**EXERCISE OBJECTIVE**
Copy the lines starting at the one containing "Output, for each" and ending at the one containing "negative clicks: (144, 329)", swapping "rough mask" for "coarse mask" and leaving everything else unchanged.

**THE RECORDS**
====
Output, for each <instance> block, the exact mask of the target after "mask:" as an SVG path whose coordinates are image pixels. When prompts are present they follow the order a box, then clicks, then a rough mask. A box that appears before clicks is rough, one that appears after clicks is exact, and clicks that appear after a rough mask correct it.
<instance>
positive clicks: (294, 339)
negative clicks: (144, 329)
====
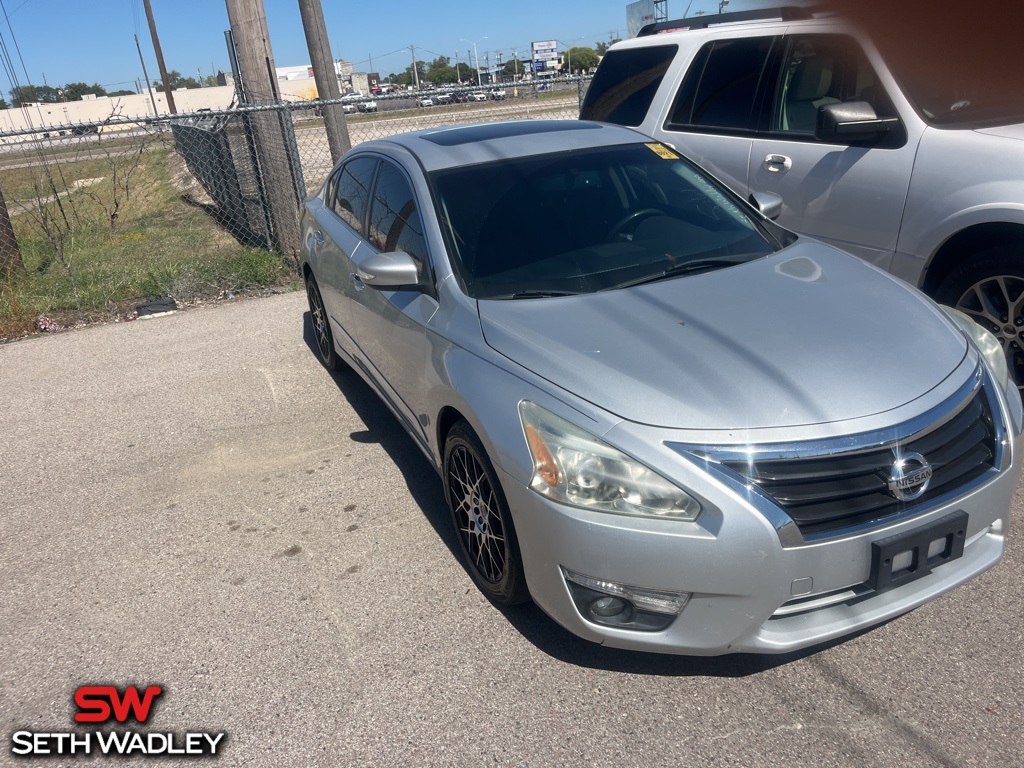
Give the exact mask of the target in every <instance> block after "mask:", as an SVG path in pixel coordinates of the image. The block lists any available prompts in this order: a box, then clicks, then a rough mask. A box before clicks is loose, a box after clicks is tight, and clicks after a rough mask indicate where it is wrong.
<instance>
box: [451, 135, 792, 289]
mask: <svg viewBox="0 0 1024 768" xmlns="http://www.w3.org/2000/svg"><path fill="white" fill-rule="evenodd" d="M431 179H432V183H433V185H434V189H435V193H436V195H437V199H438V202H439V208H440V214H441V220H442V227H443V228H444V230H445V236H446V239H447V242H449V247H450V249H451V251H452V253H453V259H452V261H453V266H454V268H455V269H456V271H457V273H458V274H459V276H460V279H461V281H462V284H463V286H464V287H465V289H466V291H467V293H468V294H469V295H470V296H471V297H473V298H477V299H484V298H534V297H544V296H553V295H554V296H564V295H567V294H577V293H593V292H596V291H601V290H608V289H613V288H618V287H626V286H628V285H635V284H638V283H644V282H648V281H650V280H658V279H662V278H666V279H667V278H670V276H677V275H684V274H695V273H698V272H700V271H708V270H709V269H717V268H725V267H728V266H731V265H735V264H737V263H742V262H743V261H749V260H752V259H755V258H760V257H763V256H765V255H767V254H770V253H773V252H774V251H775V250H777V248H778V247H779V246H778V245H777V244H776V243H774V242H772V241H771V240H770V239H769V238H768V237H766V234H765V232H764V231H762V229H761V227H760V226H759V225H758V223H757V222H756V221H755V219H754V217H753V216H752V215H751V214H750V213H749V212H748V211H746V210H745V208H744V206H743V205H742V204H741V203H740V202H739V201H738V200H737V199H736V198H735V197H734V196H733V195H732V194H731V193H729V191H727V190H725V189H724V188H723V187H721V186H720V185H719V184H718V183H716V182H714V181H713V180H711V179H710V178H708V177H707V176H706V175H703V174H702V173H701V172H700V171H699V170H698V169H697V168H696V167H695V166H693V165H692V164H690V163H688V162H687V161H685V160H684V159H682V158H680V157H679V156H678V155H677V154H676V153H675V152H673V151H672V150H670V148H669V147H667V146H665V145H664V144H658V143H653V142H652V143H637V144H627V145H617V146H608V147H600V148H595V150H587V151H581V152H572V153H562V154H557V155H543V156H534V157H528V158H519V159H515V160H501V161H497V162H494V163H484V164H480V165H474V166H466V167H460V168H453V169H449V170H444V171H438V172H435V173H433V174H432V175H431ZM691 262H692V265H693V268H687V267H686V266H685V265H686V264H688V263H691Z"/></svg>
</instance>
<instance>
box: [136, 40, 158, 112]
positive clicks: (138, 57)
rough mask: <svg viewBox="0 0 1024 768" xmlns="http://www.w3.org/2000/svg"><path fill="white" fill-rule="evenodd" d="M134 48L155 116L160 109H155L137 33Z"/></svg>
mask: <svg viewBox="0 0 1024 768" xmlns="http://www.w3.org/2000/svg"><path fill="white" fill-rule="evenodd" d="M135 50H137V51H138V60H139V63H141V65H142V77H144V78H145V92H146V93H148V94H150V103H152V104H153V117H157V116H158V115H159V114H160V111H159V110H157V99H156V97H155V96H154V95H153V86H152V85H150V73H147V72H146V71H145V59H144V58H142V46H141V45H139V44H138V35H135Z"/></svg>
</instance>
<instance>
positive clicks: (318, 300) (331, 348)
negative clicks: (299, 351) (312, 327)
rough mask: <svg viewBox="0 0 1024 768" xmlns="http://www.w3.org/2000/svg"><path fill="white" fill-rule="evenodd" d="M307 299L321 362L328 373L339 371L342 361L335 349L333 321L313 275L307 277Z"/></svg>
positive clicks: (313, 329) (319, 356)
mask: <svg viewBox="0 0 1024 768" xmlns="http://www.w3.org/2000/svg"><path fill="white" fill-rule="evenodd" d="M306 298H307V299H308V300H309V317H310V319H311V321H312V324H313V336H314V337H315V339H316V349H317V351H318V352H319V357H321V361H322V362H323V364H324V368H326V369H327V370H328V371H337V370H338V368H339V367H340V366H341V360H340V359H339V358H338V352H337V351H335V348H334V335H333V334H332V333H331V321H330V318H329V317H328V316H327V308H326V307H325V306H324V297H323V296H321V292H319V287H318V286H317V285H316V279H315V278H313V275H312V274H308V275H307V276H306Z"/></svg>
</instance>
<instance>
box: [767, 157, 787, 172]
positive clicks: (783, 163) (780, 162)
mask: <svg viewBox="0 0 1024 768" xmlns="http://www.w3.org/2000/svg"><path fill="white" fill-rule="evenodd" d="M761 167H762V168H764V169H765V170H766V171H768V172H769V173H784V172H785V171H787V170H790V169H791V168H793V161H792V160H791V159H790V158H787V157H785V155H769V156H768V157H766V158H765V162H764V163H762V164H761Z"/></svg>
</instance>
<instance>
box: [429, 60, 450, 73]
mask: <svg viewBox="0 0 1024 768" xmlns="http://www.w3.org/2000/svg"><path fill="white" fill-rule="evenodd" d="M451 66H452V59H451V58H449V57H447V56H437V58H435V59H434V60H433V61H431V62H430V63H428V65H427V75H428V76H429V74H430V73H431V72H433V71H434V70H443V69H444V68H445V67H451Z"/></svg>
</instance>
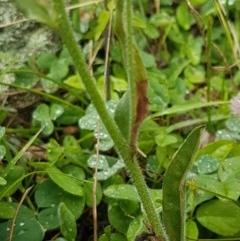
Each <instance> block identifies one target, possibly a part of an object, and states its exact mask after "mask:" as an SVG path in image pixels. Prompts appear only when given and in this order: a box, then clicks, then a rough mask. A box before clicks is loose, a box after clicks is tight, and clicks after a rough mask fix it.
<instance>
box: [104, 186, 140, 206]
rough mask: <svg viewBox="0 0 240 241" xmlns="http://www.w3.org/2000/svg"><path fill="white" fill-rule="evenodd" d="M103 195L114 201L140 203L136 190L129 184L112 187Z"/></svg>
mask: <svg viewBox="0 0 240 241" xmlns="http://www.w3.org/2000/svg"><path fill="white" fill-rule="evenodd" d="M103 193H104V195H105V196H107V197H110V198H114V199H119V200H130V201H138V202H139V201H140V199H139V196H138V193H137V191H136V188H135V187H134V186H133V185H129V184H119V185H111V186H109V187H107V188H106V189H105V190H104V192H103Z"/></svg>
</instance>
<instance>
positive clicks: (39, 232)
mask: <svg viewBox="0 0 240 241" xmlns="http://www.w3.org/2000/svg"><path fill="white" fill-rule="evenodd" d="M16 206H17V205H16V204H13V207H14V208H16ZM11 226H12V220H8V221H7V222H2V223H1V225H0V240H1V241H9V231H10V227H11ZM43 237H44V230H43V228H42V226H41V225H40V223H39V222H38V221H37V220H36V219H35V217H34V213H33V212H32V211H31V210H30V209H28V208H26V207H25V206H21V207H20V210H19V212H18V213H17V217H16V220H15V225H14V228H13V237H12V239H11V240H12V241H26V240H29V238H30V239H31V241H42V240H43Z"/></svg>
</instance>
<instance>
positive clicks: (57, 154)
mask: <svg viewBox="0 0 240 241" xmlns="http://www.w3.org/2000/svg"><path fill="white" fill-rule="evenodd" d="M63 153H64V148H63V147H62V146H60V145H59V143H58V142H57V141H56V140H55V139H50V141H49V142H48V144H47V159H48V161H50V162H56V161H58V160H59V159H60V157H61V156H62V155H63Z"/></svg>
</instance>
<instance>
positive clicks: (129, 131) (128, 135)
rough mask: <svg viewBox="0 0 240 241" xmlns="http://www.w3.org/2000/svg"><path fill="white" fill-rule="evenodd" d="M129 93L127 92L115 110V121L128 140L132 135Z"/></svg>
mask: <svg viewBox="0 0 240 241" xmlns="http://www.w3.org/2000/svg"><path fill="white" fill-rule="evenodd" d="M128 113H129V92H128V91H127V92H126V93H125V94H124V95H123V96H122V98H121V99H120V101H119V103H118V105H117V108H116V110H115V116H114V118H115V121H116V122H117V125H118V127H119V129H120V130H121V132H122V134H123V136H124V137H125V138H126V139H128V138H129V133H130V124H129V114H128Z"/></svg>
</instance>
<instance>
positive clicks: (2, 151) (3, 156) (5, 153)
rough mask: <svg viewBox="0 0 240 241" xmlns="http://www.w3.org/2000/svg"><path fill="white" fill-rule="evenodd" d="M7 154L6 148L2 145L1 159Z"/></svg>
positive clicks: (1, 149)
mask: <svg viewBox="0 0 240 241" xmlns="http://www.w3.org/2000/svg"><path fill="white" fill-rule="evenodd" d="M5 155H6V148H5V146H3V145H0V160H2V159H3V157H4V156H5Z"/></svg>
====
**YOUR SOLUTION**
Output, for each <instance> block, the exact mask of the target after "mask:" as an SVG path whose coordinates are image pixels. When prompts are present they follow the order a box, then clicks, then a coarse mask. A box that appears before clicks is rough, one that appears after clicks is exact, and clicks that appear after a coarse mask correct it.
<instance>
positive clicks: (294, 339)
negative clicks: (144, 329)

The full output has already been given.